If the records include pictures, omit them and set down everything else verbatim.
Segment Open
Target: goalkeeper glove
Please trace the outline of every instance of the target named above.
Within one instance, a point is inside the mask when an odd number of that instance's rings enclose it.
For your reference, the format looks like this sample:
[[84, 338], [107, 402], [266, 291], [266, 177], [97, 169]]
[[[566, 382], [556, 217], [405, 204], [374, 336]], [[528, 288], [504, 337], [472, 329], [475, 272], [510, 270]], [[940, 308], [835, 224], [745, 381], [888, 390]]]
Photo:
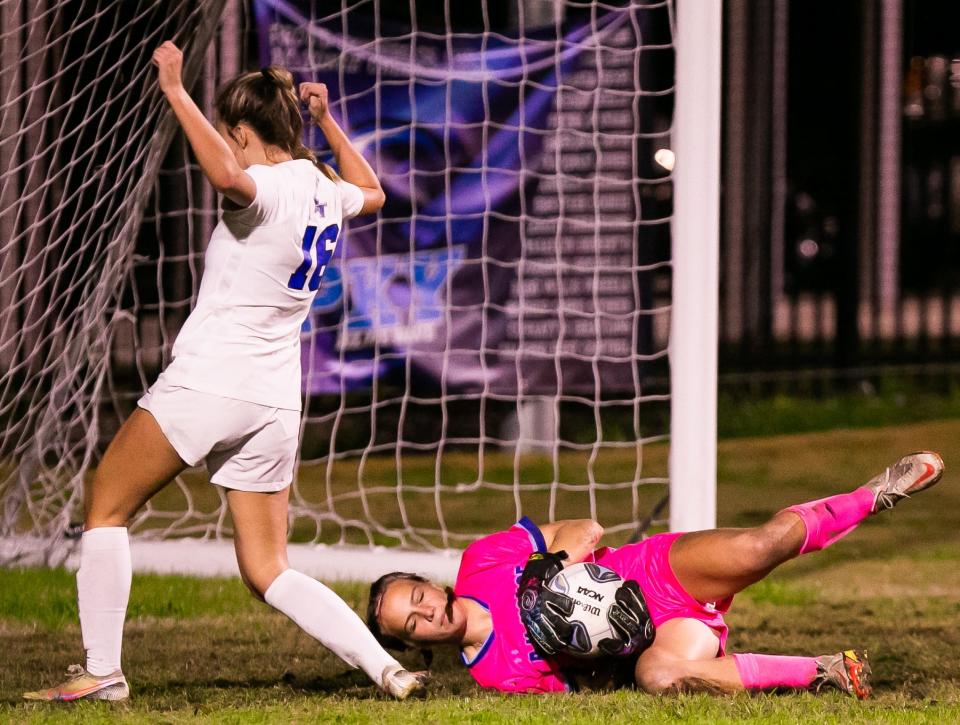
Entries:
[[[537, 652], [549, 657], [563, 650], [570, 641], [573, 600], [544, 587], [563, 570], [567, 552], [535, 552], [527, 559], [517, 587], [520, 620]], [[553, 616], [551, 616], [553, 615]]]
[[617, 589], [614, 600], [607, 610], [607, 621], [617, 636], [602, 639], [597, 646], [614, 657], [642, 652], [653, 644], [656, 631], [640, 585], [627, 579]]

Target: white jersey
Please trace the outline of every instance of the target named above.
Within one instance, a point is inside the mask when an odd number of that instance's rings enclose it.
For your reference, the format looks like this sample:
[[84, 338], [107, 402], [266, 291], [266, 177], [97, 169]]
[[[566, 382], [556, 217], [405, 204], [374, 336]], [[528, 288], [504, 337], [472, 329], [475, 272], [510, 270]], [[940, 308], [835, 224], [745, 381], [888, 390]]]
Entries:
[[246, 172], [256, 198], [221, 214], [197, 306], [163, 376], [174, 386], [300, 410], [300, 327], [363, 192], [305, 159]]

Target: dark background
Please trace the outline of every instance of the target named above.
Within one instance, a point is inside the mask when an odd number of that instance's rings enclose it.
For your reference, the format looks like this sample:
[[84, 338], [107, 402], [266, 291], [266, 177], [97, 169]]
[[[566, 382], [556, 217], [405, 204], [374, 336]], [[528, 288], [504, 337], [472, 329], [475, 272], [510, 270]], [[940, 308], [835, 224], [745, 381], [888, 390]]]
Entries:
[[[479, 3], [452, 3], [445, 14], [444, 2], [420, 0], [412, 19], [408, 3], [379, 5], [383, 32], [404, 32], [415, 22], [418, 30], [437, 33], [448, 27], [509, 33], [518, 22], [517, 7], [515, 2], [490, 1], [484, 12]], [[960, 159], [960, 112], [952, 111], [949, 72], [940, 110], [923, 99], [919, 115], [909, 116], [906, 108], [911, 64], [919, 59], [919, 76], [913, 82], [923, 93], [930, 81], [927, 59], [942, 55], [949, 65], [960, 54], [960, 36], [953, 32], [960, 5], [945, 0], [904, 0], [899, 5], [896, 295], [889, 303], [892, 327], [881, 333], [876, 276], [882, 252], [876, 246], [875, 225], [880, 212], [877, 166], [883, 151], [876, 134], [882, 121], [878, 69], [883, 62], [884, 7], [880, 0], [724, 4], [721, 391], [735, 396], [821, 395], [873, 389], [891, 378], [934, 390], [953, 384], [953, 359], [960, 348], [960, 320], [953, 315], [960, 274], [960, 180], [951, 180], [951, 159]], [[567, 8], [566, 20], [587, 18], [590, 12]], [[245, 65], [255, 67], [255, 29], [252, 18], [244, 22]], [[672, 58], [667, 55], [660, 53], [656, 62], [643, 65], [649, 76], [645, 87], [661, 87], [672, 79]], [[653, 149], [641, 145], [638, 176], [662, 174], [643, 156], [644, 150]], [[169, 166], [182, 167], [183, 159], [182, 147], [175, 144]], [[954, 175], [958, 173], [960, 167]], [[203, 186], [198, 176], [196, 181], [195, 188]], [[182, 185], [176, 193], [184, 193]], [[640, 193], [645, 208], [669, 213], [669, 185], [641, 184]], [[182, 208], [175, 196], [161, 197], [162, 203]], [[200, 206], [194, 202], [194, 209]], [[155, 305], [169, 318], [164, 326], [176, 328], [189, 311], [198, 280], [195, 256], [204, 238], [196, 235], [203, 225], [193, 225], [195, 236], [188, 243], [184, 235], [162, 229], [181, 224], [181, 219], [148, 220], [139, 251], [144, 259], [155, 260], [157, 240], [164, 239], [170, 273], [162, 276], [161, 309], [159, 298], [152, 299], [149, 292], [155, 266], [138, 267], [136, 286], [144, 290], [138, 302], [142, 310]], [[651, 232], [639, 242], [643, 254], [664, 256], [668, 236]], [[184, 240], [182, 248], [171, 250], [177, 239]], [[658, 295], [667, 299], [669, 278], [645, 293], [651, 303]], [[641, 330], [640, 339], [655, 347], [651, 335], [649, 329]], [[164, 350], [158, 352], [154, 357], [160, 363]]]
Segment Closed
→ COMPLETED EXERCISE
Target: goalkeeper glove
Please trace the outline of every instance of the target named above.
Within one instance, a point is inside the mask when an odd number of that instance's rings enclose it.
For your reference, the format looks like this sample:
[[84, 338], [107, 402], [266, 291], [266, 177], [97, 169]]
[[[566, 382], [556, 217], [405, 204], [374, 336]], [[528, 288], [504, 337], [472, 329], [475, 272], [510, 270]], [[940, 308], [835, 224], [745, 381], [888, 390]]]
Photo:
Entries:
[[[537, 652], [549, 657], [563, 650], [570, 641], [573, 600], [544, 587], [563, 570], [567, 552], [535, 552], [527, 559], [517, 587], [520, 620]], [[553, 616], [551, 616], [553, 615]]]
[[617, 589], [614, 600], [607, 610], [607, 621], [617, 636], [602, 639], [597, 646], [614, 657], [642, 652], [653, 644], [656, 631], [640, 585], [627, 579]]

Target: white jersey
Please trace the outline of every instance of the target named above.
Within one instance, a point is inside the mask when an odd number of that instance's rings enclose it.
For your reference, the format looks like this sample:
[[84, 338], [107, 402], [266, 291], [266, 177], [97, 169]]
[[[566, 382], [556, 217], [405, 204], [374, 336]], [[528, 288], [504, 337], [472, 329], [475, 272], [510, 270]], [[940, 308], [835, 224], [745, 381], [888, 390]]]
Entries:
[[246, 172], [256, 198], [221, 214], [197, 306], [163, 376], [174, 386], [300, 410], [300, 327], [363, 192], [305, 159]]

Target: dark background
Please trace the outline of every instance of the target named above.
Within one instance, a point is inside the mask when an odd number of that instance's rings enclose it.
For your reference, the format looks like this sample:
[[84, 338], [107, 402], [266, 291], [266, 177], [97, 169]]
[[[566, 382], [556, 217], [405, 204], [374, 336]], [[528, 288], [504, 337], [472, 329], [475, 272], [510, 270]], [[940, 308], [835, 224], [745, 381], [888, 390]]]
Entries:
[[[479, 3], [452, 3], [445, 14], [444, 2], [420, 0], [412, 19], [408, 3], [379, 5], [383, 32], [404, 32], [415, 22], [418, 30], [437, 33], [448, 27], [509, 33], [518, 22], [517, 7], [515, 2], [490, 1], [484, 12]], [[960, 159], [960, 112], [952, 111], [949, 72], [940, 110], [923, 99], [919, 115], [909, 116], [906, 108], [911, 64], [919, 59], [919, 76], [913, 82], [923, 93], [930, 81], [927, 59], [942, 55], [949, 65], [960, 54], [960, 36], [953, 32], [960, 5], [945, 0], [904, 0], [899, 5], [896, 295], [889, 303], [892, 327], [881, 333], [876, 276], [882, 252], [876, 246], [875, 225], [880, 212], [877, 166], [883, 151], [876, 134], [882, 121], [878, 69], [883, 62], [884, 7], [880, 0], [724, 4], [721, 391], [735, 396], [821, 395], [873, 389], [891, 378], [934, 390], [953, 384], [953, 359], [960, 348], [960, 320], [953, 315], [960, 274], [960, 180], [951, 180], [951, 159]], [[567, 8], [566, 20], [587, 18], [590, 12]], [[245, 65], [255, 67], [255, 29], [252, 18], [244, 22]], [[672, 58], [667, 55], [660, 53], [656, 62], [643, 65], [649, 76], [645, 87], [661, 87], [672, 79]], [[653, 149], [641, 145], [638, 176], [662, 174], [643, 156], [644, 150]], [[169, 166], [182, 167], [183, 159], [182, 147], [175, 144]], [[954, 175], [958, 173], [960, 167]], [[203, 186], [198, 176], [196, 181], [195, 188]], [[182, 185], [176, 193], [184, 193]], [[640, 193], [645, 208], [669, 213], [669, 185], [641, 184]], [[182, 208], [175, 196], [161, 197], [162, 203]], [[200, 206], [194, 202], [194, 209]], [[155, 305], [169, 318], [164, 326], [176, 328], [189, 311], [198, 280], [195, 256], [204, 238], [196, 235], [203, 225], [193, 225], [195, 236], [188, 243], [184, 235], [162, 229], [181, 224], [181, 219], [148, 220], [139, 251], [144, 259], [155, 260], [157, 240], [164, 239], [170, 273], [162, 276], [161, 309], [159, 298], [152, 299], [149, 292], [155, 266], [138, 267], [136, 286], [144, 290], [138, 302], [142, 310]], [[651, 232], [639, 242], [643, 254], [664, 256], [668, 236]], [[184, 240], [182, 248], [171, 250], [177, 239]], [[658, 295], [667, 299], [669, 278], [645, 293], [651, 303]], [[641, 330], [640, 339], [655, 347], [651, 335], [649, 329]], [[164, 350], [158, 352], [154, 357], [160, 363]]]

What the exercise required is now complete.